> **Your assignment**
Word for word, copy the records that follow.
[Opening Data extracts section]
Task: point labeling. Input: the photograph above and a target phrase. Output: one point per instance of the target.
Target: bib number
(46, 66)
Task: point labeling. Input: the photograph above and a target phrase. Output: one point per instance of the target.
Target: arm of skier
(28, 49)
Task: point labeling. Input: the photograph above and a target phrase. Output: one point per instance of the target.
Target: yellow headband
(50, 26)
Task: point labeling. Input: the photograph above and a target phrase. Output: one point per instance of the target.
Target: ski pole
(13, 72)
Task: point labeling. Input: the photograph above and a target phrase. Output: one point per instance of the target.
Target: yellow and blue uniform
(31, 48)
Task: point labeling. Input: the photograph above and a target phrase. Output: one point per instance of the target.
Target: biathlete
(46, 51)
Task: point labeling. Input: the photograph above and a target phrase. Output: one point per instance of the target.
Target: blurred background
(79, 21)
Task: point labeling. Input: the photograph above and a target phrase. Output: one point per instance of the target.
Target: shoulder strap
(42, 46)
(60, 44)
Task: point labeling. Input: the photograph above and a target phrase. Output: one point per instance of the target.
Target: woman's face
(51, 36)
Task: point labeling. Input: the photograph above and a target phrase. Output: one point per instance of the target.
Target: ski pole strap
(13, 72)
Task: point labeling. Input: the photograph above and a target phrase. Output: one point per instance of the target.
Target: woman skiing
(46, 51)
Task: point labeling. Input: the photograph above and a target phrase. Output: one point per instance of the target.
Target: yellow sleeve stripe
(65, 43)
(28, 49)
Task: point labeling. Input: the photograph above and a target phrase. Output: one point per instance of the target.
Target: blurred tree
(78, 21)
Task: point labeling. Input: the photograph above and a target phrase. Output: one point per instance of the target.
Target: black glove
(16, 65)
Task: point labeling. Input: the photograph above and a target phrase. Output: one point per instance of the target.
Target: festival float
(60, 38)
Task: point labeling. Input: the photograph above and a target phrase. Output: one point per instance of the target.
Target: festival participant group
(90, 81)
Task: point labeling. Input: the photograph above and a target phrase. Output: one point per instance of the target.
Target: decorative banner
[Closing Data extracts section]
> **Answer to this task**
Task: point labeling. Input: the photograph above and a target phrase. Output: one point per instance of the target.
Target: bib number
(46, 66)
Task: point labeling. Input: the photograph above and a target phrase. Output: one point per instance of the target.
Target: arm of skier
(28, 49)
Task: point labeling. Input: the photograph above and a target phrase. Output: one point per instance of the target.
Target: yellow headband
(50, 26)
Task: point labeling. Input: the photograph above and a target phrase. Output: one point per instance of the target.
Target: ski pole
(13, 72)
Task: point labeling. Input: the photograph above and a target phrase. Output: one point per instance of the target.
Target: yellow and blue uniform
(31, 48)
Task: point labeling. Input: the photograph above and a target phrase. Output: one point per instance of the target.
Target: biathlete
(46, 51)
Task: point labeling. Input: the photograph above and a target phrase. Output: one point per instance of the target.
Target: blurred background
(79, 21)
Task: point labeling. Input: the photograph above and a target phrase. Output: one point per instance of the target.
Target: shoulder strap
(42, 46)
(60, 44)
Task: point labeling. Input: the photograph above and a target phrase. Output: one point per instance of the target.
Target: woman's face
(51, 36)
Task: point labeling. Input: the photograph above and a target phrase. Output: one point per instance of the target.
Target: ski pole strap
(13, 72)
Task: point labeling. Input: the photograph above and a target phrase. Output: one point per instance of the target.
Target: woman skiing
(46, 51)
Task: point labeling. Input: the photograph above and a target phrase. Output: one point per instance of the target.
Target: yellow sleeve stripe
(65, 43)
(28, 49)
Task: point labeling. Input: the photograph above and a target phrase. Output: one point per instance of the target.
Target: blurred tree
(78, 21)
Task: point labeling. Input: the photograph above and a target phrase. Output: one point per instance of the target.
Target: black glove
(16, 65)
Task: point labeling. Input: the photograph above and a target phrase. Output: one point per instance of the target.
Target: festival float
(60, 38)
Task: point labeling. Input: the photograph above and a target phrase. Output: one point per instance of the target.
Target: festival participant group
(90, 81)
Task: point labeling. Input: the photograph above and a target phrase. Output: one point per instance of the target.
Target: decorative banner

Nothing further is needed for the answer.